小問 1: リストの中で「of the mountain」を含む行からリストの末尾までを、空行を除いて1行を1要素とする文字列のJSON配列に整形してください。

═════ 資料抜粋

渡嘉敷島の戦闘(海上挺進第3戦隊) とかしきじまのせんとう (かいじょうていしんだい3せんたい) 

海上挺進第3戦隊 戦隊長 赤松大尉

3月23日
 正午過ぎから米艦載機の銃爆撃を受けた。航空攻撃の主目標は部落及び谷間に指向され、日没までには部落はほとんど全滅し全島各所に山火事を生じた。

3月24日
 早朝から艦載機が来襲。赤松戦隊長は軍司令部と連絡し「戦備を整えること、米機動部隊が沖縄本島の南東50マイルにある」ことを知った。


3月25日
 
早朝から空襲と共に慶良間海峡に侵入した米艦艇は、慶良間初頭に猛烈な艦砲射撃を開始した。赤松戦隊長は部隊を待避壕に入れ損害軽減に努めると共に要点に配兵して警戒を厳にした。赤松戦隊長は軍司令部に渡嘉敷島の状況を報告すると共に今後の処置について問い合わせたところ25日夜軍司令部から「敵情判断不明、戦隊は状況有利ならざるときは本島糸満付近に転進せよ。転進の場合は糸満沖に電灯を円く振れ」との指示電報を受けた。

══════════

小問 2: 渡嘉敷島の戦闘の抜粋で、見出しとして示されている日付をすべて挙げてください。

═════ 対象リスト

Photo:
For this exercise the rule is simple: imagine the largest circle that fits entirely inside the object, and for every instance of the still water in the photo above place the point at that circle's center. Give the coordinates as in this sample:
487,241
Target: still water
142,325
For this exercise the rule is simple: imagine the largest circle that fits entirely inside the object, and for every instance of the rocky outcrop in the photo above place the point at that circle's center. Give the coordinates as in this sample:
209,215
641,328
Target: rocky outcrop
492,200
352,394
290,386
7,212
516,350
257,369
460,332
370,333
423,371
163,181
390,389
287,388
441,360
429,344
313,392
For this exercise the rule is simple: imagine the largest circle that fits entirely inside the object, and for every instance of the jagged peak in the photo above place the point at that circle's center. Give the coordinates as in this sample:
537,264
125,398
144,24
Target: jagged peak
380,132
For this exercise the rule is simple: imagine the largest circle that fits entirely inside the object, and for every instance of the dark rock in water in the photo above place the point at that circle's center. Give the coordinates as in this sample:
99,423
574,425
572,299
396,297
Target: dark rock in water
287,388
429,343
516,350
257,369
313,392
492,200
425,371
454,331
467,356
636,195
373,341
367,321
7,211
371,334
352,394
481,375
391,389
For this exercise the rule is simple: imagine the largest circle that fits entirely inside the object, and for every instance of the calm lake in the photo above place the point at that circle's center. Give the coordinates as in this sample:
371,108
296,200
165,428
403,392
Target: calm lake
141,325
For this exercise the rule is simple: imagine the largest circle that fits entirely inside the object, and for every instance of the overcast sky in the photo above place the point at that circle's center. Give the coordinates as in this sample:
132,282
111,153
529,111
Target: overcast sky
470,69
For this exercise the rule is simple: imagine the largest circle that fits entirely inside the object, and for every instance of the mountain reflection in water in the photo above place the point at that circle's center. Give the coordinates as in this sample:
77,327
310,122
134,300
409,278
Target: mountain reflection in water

══════════

解答 1:
[
  "For this exercise the rule is simple: imagine the largest circle that fits entirely inside the object, and for every instance of the mountain reflection in water in the photo above place the point at that circle's center. Give the coordinates as in this sample:",
  "77,327",
  "310,122",
  "134,300",
  "409,278",
  "Target: mountain reflection in water"
]

解答 2: 3月23日、3月24日、3月25日